▶ INSTRUCTIONS TO FOLLOW
Quote these lines exactly: the one that holds "Pin every instance of the rear" and every line after it to the end of the material below. Skip pictures.
'''
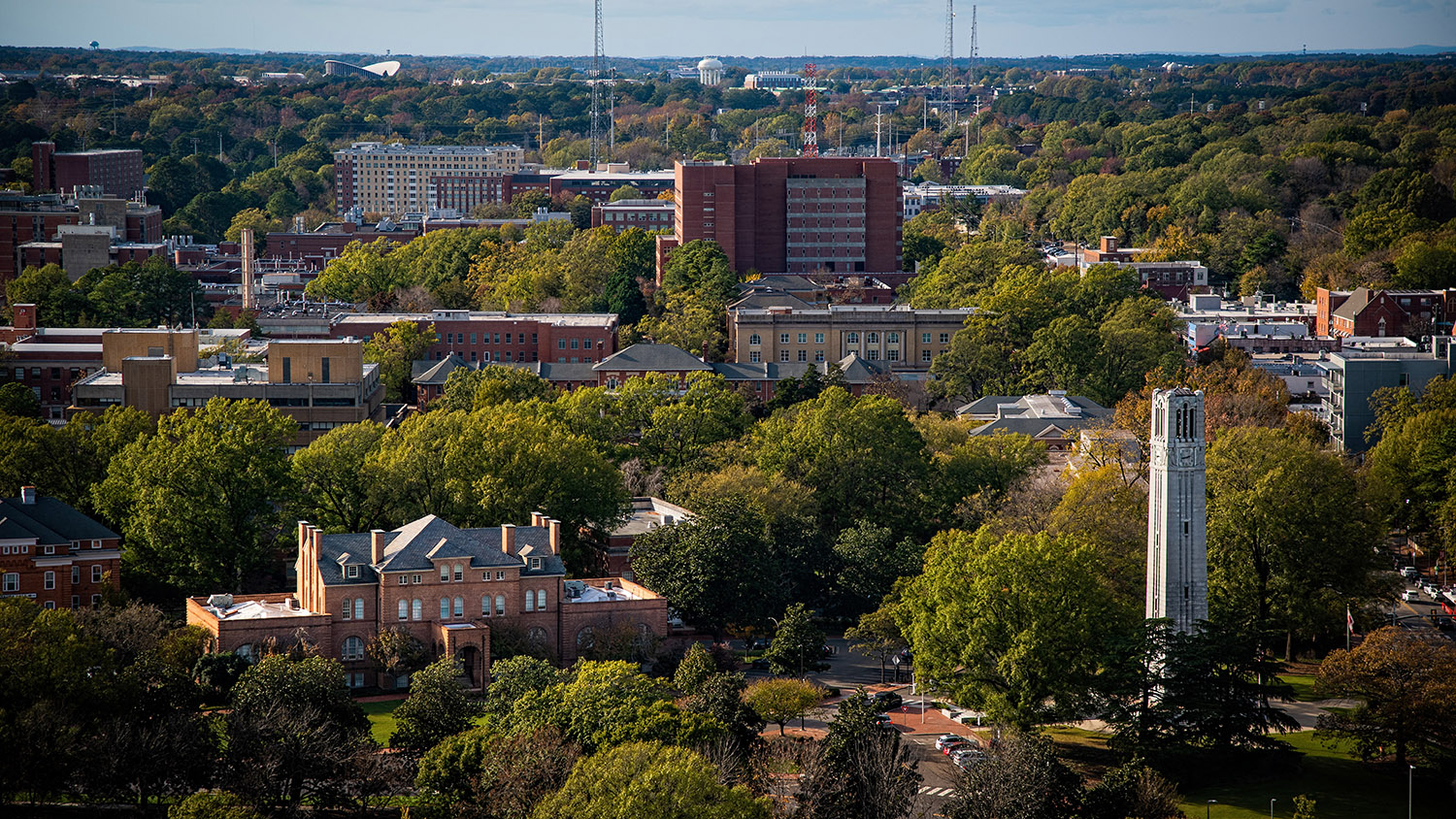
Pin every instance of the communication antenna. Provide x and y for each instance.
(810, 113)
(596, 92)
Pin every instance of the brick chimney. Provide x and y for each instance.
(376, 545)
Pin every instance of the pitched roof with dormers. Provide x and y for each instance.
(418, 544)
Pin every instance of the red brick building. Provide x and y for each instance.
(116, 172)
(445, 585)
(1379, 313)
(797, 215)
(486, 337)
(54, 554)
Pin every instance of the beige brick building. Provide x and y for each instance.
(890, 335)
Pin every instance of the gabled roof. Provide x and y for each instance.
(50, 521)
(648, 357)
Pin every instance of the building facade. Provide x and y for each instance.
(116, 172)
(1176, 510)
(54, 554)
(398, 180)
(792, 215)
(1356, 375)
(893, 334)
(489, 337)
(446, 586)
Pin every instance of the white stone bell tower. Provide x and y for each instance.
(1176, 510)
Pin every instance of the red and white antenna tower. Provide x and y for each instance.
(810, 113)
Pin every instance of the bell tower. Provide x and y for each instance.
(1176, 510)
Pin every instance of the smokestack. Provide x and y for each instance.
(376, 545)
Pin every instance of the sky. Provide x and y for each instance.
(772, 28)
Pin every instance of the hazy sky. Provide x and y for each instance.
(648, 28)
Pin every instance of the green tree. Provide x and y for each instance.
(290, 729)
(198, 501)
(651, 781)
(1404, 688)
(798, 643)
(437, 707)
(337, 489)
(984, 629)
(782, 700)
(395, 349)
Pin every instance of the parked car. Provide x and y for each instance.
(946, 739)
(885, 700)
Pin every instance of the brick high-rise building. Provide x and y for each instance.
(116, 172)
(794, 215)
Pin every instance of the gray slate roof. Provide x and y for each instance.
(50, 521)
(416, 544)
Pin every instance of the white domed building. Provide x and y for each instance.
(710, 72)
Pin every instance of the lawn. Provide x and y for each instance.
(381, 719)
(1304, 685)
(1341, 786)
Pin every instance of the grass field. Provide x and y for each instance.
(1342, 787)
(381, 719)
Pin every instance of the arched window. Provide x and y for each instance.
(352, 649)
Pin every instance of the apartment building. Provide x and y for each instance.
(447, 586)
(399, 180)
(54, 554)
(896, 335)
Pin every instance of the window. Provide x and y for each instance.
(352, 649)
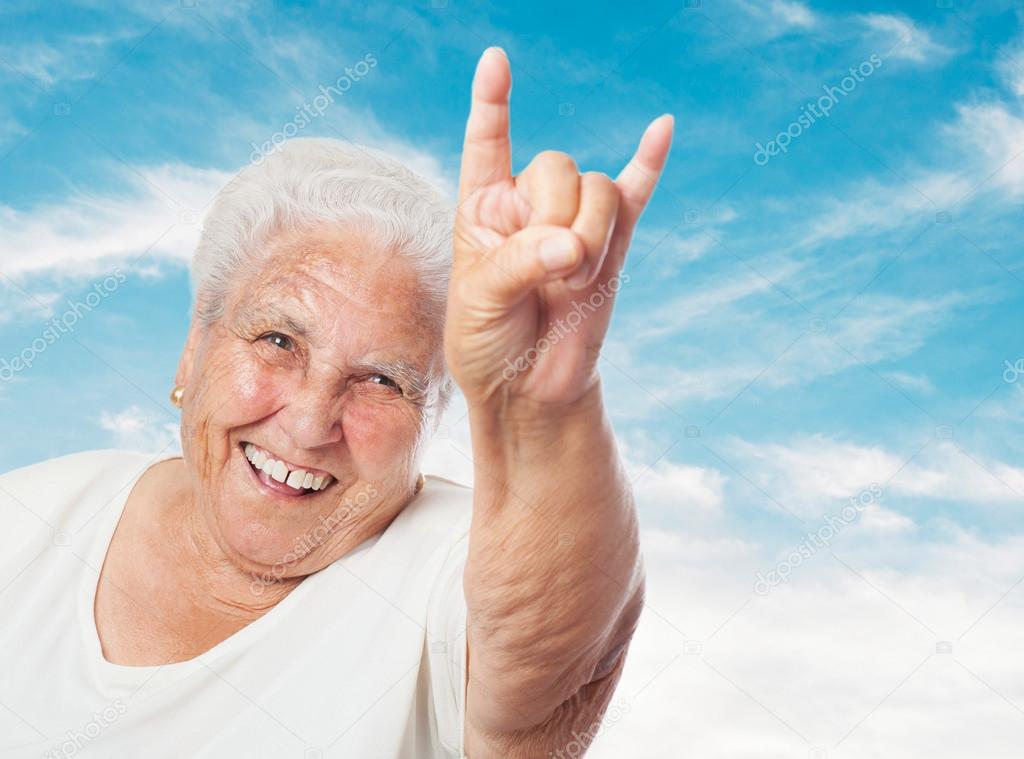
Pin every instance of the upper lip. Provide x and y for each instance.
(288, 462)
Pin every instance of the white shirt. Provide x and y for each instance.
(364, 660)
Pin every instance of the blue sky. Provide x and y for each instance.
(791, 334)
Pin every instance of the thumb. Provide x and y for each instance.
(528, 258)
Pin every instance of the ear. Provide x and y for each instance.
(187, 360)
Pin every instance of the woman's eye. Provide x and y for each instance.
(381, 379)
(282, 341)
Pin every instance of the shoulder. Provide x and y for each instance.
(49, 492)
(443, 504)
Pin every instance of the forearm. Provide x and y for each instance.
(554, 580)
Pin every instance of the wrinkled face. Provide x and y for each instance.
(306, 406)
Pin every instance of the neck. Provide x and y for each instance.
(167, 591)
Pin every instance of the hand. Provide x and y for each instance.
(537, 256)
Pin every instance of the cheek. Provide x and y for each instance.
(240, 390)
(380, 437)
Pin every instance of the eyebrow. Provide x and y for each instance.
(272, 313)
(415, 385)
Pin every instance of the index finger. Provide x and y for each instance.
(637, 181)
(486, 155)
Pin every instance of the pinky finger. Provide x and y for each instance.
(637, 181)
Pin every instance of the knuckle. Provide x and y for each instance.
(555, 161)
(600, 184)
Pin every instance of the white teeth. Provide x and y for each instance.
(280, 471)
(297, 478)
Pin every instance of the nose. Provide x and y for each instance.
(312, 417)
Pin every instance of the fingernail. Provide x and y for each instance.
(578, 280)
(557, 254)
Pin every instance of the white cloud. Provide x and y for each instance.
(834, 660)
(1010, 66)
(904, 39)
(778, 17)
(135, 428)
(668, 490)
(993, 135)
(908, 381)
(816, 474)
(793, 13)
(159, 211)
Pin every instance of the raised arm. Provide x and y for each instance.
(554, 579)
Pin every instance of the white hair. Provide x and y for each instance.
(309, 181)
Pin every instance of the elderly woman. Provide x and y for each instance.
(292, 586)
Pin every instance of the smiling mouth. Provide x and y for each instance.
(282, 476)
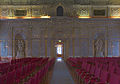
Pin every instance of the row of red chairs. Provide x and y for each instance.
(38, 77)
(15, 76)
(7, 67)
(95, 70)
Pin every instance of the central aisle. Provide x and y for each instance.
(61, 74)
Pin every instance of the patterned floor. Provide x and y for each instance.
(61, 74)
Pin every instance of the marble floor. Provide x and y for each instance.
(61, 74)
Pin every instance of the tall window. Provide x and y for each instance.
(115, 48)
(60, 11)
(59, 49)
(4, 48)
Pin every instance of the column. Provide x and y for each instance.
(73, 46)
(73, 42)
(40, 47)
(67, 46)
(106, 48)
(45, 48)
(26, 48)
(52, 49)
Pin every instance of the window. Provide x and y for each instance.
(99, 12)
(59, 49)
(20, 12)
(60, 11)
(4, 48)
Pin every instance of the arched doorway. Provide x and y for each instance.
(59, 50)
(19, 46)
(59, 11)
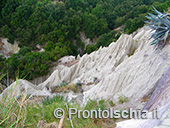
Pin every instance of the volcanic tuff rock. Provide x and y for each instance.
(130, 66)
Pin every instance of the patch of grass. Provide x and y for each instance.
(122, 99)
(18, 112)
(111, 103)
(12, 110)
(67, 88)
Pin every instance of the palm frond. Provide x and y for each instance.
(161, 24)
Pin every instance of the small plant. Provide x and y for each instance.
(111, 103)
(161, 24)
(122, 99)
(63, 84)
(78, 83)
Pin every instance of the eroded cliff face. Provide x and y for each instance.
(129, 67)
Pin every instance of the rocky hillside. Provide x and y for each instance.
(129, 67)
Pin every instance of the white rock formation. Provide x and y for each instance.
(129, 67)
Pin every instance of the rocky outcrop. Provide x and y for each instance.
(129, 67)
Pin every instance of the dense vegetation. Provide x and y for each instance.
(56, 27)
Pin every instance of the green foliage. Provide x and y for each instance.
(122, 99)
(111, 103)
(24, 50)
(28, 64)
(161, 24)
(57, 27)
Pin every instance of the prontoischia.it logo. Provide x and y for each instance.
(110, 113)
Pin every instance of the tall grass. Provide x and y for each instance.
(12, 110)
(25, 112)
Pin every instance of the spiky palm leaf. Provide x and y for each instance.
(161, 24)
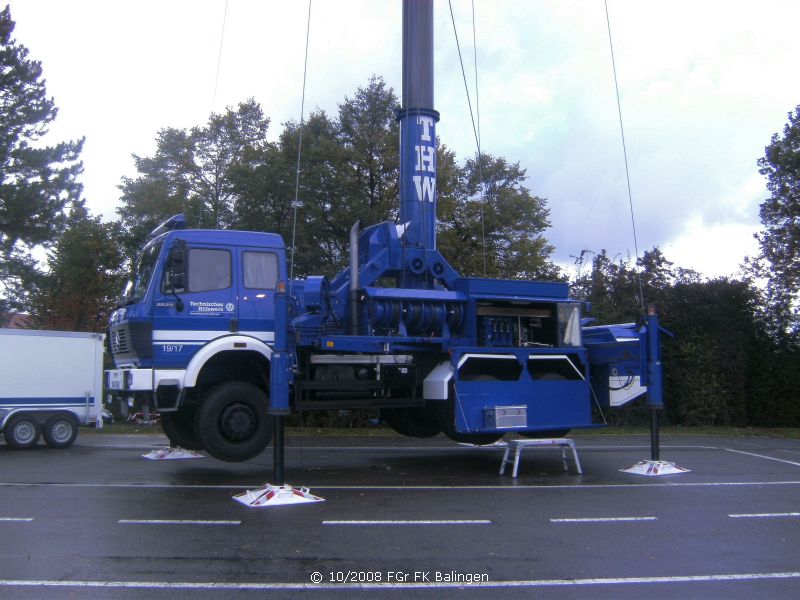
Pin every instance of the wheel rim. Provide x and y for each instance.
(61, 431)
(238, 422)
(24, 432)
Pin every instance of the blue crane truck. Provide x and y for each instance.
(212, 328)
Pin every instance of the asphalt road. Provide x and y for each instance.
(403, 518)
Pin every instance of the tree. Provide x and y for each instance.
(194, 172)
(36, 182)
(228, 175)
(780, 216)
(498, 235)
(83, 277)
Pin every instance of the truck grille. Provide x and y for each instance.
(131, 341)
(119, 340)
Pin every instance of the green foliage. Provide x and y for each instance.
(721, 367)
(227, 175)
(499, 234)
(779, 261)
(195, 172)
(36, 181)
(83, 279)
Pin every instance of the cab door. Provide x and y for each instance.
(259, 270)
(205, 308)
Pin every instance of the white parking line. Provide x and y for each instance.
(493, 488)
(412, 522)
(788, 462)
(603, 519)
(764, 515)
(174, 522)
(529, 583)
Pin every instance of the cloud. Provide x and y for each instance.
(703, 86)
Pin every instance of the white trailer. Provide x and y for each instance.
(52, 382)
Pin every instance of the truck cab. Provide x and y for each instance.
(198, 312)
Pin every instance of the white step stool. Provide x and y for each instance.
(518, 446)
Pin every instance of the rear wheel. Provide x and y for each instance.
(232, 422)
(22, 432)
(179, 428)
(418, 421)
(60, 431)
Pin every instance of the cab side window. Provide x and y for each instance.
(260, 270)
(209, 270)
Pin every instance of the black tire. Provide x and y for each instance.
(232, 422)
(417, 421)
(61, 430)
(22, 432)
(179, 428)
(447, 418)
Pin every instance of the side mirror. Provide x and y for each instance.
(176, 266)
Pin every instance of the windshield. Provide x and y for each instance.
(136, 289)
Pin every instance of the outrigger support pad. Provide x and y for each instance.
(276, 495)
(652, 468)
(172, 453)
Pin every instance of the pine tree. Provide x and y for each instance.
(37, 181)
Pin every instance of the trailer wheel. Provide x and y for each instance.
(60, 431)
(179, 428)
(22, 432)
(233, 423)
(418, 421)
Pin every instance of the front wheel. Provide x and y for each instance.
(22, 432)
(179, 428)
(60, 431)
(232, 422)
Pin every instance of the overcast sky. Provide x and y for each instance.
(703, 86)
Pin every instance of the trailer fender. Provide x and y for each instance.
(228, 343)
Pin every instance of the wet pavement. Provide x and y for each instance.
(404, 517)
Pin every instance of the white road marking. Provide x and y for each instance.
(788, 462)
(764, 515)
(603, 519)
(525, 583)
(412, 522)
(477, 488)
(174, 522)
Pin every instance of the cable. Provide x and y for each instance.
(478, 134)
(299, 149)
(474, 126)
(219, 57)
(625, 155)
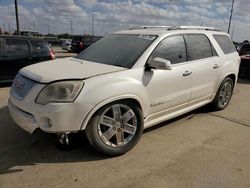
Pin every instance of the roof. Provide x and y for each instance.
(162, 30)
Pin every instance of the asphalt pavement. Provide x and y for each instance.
'''
▶ FINISHED TASK
Pin every instance of the rear wheel. Provide x and y for each instance.
(232, 422)
(22, 432)
(179, 428)
(418, 421)
(60, 431)
Pin every instance of the cab side window. Provide x and y for each instance.
(260, 270)
(209, 270)
Pin every instance of the black tire. Provide x and y for each instance.
(232, 422)
(417, 421)
(61, 430)
(22, 432)
(179, 428)
(447, 418)
Pin every instance of the side mirror. Provide x and y for each instance.
(176, 266)
Pin every instance of the windshield. Provide x and y for each instance.
(136, 289)
Pin every instance of the outrigger support pad. Provide x and y for each instance.
(276, 495)
(652, 468)
(172, 453)
Pin every instance of the pine tree. Provide x and y for each instance.
(37, 181)
Pin every instance of the trailer wheel. Provide x and y for each instance.
(60, 431)
(179, 428)
(22, 432)
(233, 423)
(418, 421)
Pin every instance of the front wheel. Provide x and y for each instance.
(22, 432)
(179, 428)
(60, 431)
(232, 422)
Pin every instance of the overcast sky. Provide x and y for each instance.
(703, 86)
Pin every instance of the trailer fender. Provide x and y for each instance.
(228, 343)
Pin every instance of the wet pavement. Provide x and y for each instance.
(404, 517)
Pin every instance of the white road marking. Provide x and y for each instance.
(788, 462)
(764, 515)
(603, 519)
(525, 583)
(412, 522)
(477, 488)
(174, 522)
Pin every instance of the cable. Provide x and y for each instance.
(478, 134)
(299, 149)
(474, 126)
(219, 57)
(625, 155)
Pin every instance of the roof. Provide x and y for each instance.
(162, 30)
Pin every instance of the asphalt pavement. Provide x and y for each instance.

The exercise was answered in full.